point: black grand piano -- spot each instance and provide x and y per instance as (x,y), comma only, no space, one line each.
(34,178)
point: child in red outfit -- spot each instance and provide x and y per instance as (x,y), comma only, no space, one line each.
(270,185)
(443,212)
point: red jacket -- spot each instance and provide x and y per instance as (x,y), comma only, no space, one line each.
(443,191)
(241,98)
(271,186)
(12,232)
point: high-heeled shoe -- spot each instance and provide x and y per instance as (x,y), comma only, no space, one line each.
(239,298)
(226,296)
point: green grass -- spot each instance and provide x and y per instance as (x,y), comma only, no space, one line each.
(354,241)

*Exercise prompt*.
Could the entries above be output once more, exactly as they are?

*Answer to this exercise*.
point: black grand piano -- spot each instance and provide x and y per instance as (x,y), comma only, no space, one line each.
(34,178)
point: child in red outfit -- spot each instance and provide x and y per instance as (x,y), comma only, no space, one line each.
(270,185)
(443,212)
point: red jacket -- spot each instance and provide x and y per instance as (x,y), comma only, no space, one line each.
(443,191)
(241,98)
(271,186)
(12,232)
point: high-heeled shoe -- spot each instance and provide x and y per instance as (x,y), comma only, no space, one line each.
(239,298)
(226,296)
point: green grass -- spot each instance and provide x and y per instance as (x,y), comma only, no space, one line each.
(354,241)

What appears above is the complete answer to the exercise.